* [EXCERPT TO READ]
-- Begin --
If two riders are the same weight and P/W ratio, but one is a foot taller, there would be more induced torque at body hinge points. Mainly at the support core muscles around the hip from bending forward. (just picturing a free body diagram in my head).

Just a thought. Because all those little climbers are short. Can't remember if Andy Schleck gets out of the saddle much?


----------



## Alex_Simmons/RST (Jan 12, 2008)

Wood Devil said:


> -- I've only been able to muster 4:24.
> So now I've got to beat 3:56 to the top.


Which means you'll need to improve your 4-min power to weight ratio on climbs by ~13-14%.


----------



## jjcools (Jun 28, 2011)

I prefer out of the saddle but I think it does get my heart rate up higher than seated. I just don't have the stamina for sustained seated climbs. I think I learned this from my SS MTB time.


----------



## sneakyracer (Dec 1, 2007)

If all you want is to beat his Strava time then you need to attack the hill with full on standing sprints in places. Take it VERY easy going into the hill, right before the time for the hill starts counting try to accelerate a bit to enter the hill with good momentum. 4min is not that much to pound on it standing up but you still need good technique seating down. Also, lighten your load as much as possible (dump the water etc)
-- End --
* [PROVIDED MATERIAL]
-- Begin --
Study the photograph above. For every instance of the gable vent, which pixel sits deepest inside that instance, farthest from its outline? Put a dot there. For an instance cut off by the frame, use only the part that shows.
-- End --
* [SET OF TASKS]
1. In the forum thread about climbing above, list each username that heads a post, with the date beside it.
2. Go on with the forum thread about climbing, starting right after its final sentence.

* [RESULTS OF THE TASKS]
1. Alex_Simmons/RST (Jan 12, 2008); jjcools (Jun 28, 2011); sneakyracer (Dec 1, 2007)

2.
----------



## tednugent (Apr 26, 2010)

jjcools said:


> I prefer out of the saddle but I think it does get my heart rate up higher than seated. I just don't have the stamina for sustained seated climbs. I think I learned this from my SS MTB time.


SS MTB means you're nuts and badass at the same time.

I'm more the opposite....I'm seated as long as possible, unless the hill is so steep, that I need the extra oomph to get up, using what lungs I have left while in an asthma attack

out of the saddle climbing is different on MTB also, since we have to worry about traction also, what we do with our bodies is crucial for weight distribution so we don't wheelie over or spin the rear wheels have no traction to keep moving...


----------



## spade2you (May 12, 2009)

Even as a light guy, I tend to do most of my climbing seated. I mostly get out of the saddle for to accelerate or when the grade is very steep.


----------



## BostonG (Apr 13, 2010)

I assume you are referring to the Blue Hills access road.

A pro is a pro – most amateurs won’t come close so I think you are doing quite well, and it’s definitely good to use his time to push yourself. You can chase the goal but I bet if the dude wants to and concentrates on it, he can smoke you even more. Under 4 minutes is already an amazingly good time for that road though. 

If you really want to crush his time, attach you measuring device to a motorcycle! Maybe I should change my screen name to Sneakyracer II.


----------



## Kram (Jan 28, 2004)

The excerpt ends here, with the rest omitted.